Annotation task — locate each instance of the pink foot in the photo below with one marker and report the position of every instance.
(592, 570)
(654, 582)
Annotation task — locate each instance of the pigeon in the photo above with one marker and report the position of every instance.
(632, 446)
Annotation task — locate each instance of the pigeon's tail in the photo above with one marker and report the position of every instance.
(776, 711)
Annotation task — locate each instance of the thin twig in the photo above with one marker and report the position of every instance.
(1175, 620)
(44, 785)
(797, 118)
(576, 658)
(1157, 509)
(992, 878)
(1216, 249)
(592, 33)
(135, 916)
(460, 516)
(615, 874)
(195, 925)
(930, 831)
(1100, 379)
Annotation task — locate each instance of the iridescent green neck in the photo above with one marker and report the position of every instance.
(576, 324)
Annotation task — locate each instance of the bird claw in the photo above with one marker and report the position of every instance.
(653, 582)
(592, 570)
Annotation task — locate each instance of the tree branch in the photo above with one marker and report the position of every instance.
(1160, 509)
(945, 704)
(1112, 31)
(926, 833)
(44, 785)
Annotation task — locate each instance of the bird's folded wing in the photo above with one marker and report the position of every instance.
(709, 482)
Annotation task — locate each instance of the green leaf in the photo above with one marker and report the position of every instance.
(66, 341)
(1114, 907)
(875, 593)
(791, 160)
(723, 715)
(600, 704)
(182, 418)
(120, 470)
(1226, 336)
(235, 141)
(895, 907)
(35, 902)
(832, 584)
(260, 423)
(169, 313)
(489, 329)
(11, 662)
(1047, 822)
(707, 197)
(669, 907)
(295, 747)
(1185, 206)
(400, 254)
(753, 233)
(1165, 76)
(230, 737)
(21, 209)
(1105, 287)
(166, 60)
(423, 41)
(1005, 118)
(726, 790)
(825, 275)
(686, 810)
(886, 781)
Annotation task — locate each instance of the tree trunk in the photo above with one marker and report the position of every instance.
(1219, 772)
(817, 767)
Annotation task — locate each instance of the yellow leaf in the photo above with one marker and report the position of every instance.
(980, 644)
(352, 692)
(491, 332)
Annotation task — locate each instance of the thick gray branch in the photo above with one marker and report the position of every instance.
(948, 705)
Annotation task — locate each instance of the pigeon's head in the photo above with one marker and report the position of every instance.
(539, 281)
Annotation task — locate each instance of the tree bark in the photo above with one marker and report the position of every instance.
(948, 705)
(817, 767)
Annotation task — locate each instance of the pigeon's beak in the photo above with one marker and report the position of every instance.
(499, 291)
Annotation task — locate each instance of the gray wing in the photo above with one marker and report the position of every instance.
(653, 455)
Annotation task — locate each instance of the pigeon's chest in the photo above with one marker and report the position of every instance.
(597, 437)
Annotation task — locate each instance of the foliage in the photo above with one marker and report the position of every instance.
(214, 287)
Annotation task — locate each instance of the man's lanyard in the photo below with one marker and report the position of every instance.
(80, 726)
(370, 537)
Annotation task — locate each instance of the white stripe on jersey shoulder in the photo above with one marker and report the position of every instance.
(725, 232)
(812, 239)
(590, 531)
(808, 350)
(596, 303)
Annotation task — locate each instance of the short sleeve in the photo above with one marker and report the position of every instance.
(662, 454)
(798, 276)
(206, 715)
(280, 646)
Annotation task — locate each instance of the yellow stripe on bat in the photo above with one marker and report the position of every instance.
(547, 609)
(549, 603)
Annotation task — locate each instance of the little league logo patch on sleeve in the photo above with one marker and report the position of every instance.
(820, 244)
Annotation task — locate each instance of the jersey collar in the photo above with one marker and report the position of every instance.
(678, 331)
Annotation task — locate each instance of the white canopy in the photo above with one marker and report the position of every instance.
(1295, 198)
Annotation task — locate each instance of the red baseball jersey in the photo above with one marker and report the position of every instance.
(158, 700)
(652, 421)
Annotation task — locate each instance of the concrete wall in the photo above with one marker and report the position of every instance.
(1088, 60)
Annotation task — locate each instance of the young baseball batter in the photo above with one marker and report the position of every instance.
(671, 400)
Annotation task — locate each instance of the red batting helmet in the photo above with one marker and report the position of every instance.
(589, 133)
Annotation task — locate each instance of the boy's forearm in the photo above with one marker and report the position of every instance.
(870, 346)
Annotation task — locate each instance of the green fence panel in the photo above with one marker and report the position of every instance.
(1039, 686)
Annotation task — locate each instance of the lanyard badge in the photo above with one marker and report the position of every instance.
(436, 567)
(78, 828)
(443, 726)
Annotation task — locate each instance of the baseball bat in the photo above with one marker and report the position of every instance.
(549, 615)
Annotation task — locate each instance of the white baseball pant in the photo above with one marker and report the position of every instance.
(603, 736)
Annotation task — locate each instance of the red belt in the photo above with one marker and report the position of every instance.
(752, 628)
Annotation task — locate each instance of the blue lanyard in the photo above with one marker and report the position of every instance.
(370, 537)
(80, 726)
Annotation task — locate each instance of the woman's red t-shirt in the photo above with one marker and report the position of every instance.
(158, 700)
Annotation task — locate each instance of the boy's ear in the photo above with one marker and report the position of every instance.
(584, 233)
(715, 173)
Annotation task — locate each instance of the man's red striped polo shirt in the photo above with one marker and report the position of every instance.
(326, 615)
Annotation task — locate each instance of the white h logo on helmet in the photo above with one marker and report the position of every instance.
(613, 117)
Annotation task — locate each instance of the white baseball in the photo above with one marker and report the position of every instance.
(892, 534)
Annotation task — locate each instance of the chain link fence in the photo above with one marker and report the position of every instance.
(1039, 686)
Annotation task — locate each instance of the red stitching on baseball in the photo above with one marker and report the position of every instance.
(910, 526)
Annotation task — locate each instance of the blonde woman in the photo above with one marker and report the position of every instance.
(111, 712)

------------

WHAT IS REQUIRED> Copy all of the material above line for line, without changing a single character.

WORKED ANSWER>
Annotation task — locate each instance of the pink foot in the photo below with one marker and report the position of every instance.
(592, 570)
(654, 582)
Annotation task — locate each instance of the pigeon in the photo above with one marker and report the position of every instance.
(632, 446)
Annotation task — locate each instance of the pigeon's tail in the photo above with one marker and report the position of every instance.
(776, 711)
Annotation task — locate each instance of the thin twig in the photo above with one marker and report the position of every instance.
(1175, 620)
(44, 785)
(797, 118)
(576, 658)
(1157, 509)
(992, 878)
(1216, 249)
(592, 33)
(135, 916)
(460, 516)
(615, 874)
(195, 925)
(930, 831)
(1100, 379)
Annotation task — locate each instance of the iridescent green neck in the photo above with one marker and report the position of every instance.
(576, 324)
Annotation task — locate each instance of the bird claw in the photo above with one marker and report the position of every instance.
(653, 582)
(592, 570)
Annotation task — locate each instance of the tree branch in the photo above with one marker and report the position of every instance.
(1160, 509)
(945, 704)
(1112, 31)
(926, 833)
(44, 785)
Annotation task — locate each instance of the bird's folded wing in the photo above with one marker and report the position of every instance.
(709, 482)
Annotation task — locate each instance of the green leaf in the photo above with one marker and report the position of every instance.
(66, 341)
(1114, 907)
(875, 593)
(791, 160)
(723, 715)
(600, 704)
(182, 418)
(120, 470)
(1226, 336)
(235, 141)
(895, 907)
(35, 902)
(832, 584)
(260, 423)
(169, 313)
(489, 329)
(11, 662)
(1047, 822)
(707, 197)
(669, 907)
(295, 747)
(1185, 206)
(400, 254)
(753, 233)
(1165, 76)
(230, 737)
(21, 209)
(1105, 287)
(166, 60)
(423, 41)
(1005, 118)
(726, 790)
(825, 275)
(686, 810)
(886, 781)
Annotation task — locate each instance of the tree trunk in the photo above with one marker and report the position of every instance.
(1219, 772)
(817, 767)
Annotation task — locate each instance of the yellow leaf in the photo above with one marker and report the position of every instance.
(980, 644)
(352, 692)
(491, 332)
Annotation task — locate each instance of the thick gray branch in the photo above with one marker and report the position of every instance.
(948, 705)
Annotation task — locate each instance of the pigeon's head in the photo above with one marker and report the position of every instance.
(539, 281)
Annotation task — locate each instance of the tree bark in the photo above with one marker and report the position of every instance.
(948, 705)
(817, 767)
Annotation task — locate each instance of the pigeon's beak in the photo above with one marker and report the position of every instance.
(499, 291)
Annotation task — locate each instance of the gray wing in the photo above with one marker and report the position of every instance.
(653, 455)
Annotation task — locate each instance of the pigeon's chest in the photo above with one marker and report the position of every instance.
(597, 437)
Annotation task — locate each instance of the foliage in the photo above with one marker and report the position of every instance.
(214, 287)
Annotation task — locate each instance of the man's lanyard in the photo below with one marker and report the position of every instance.
(80, 726)
(370, 537)
Annotation task — locate each instance of the white stripe on jersey shoulder in the photo above with one marker and report the position of every instance.
(725, 232)
(812, 239)
(590, 531)
(808, 350)
(596, 303)
Annotation task — locate each instance of the short sleeve in the photo above with one marker and report the position of every instance.
(662, 454)
(798, 276)
(206, 715)
(280, 646)
Annotation task — locate each instance of the yellow stripe on bat in the photo above with one marker and report the position of every instance.
(547, 609)
(549, 603)
Annotation task — locate each instance of the little league logo patch on sleeve in the photo above with one marker and report the position of every instance.
(820, 244)
Annotation task — locate each instance of the jersey collar in the photo above with one marker and report the position of every instance.
(678, 331)
Annotation task — locate each instance of the white canopy in the photo above with one marker and report the position of every instance.
(1295, 198)
Annotation task — locate each instance of the red baseball jersey in the photo above with one marker and report the position of every instance.
(158, 700)
(652, 421)
Annotation task — locate each instance of the concrete wall in the photo above with one marker and report the position of every instance.
(1088, 60)
Annotation task — locate each instance of the young baseball batter in the photo above with one marker and report the position of every instance.
(671, 400)
Annotation task — locate each instance of the red batting helmet in the photo above with one marker and report the position of every instance.
(589, 133)
Annotation task — locate each instance of the boy's forearm in the photo above with one marker and report the position of every instance.
(870, 346)
Annotation task — locate each instance of the green fence panel in the photo above with one marker and report the position of every instance.
(1039, 686)
Annotation task — locate each instance of the lanyard badge in the photo above with one marker and report the position of every instance.
(436, 567)
(78, 828)
(443, 726)
Annotation task — locate each instance of the baseball bat in the photo above with one marker and report the position of every instance.
(549, 615)
Annotation task — locate each instance of the white baseball pant in the photo above with one marker and report the position of every instance.
(603, 736)
Annotation task — locate each instance of the red belt in the photo above with one marker and report the position of every instance.
(752, 628)
Annotation task — locate each instance of the blue lanyard in the photo above with one marker and report the position of every instance.
(370, 537)
(80, 726)
Annotation task — locate each instance of the woman's red t-shirt in the photo above with one marker and report the position of every instance.
(158, 700)
Annotation task — locate each instance of the boy's ear in the photo above with one marker and report the position of every instance.
(584, 233)
(715, 173)
Annotation task — locate each instance of the man's red striped polo shirt in the photo above with one marker and report the position of every instance.
(326, 615)
Annotation task — locate each instance of the white h logo on helmet in the photo above with one marker and report the position of every instance.
(613, 117)
Annotation task — locate each instance of the white baseball in the photo above with one marker and report the position of every instance.
(892, 534)
Annotation task — locate each instance of the chain link fence in the photo above with one marker and report the position of every instance.
(1039, 686)
Annotation task — locate each instance of the red stitching on baseball in the photo above with one marker and report the position of every instance.
(910, 526)
Annotation task — locate each instance of the blonde woman in the photo above with one marker and report the position of every instance.
(111, 712)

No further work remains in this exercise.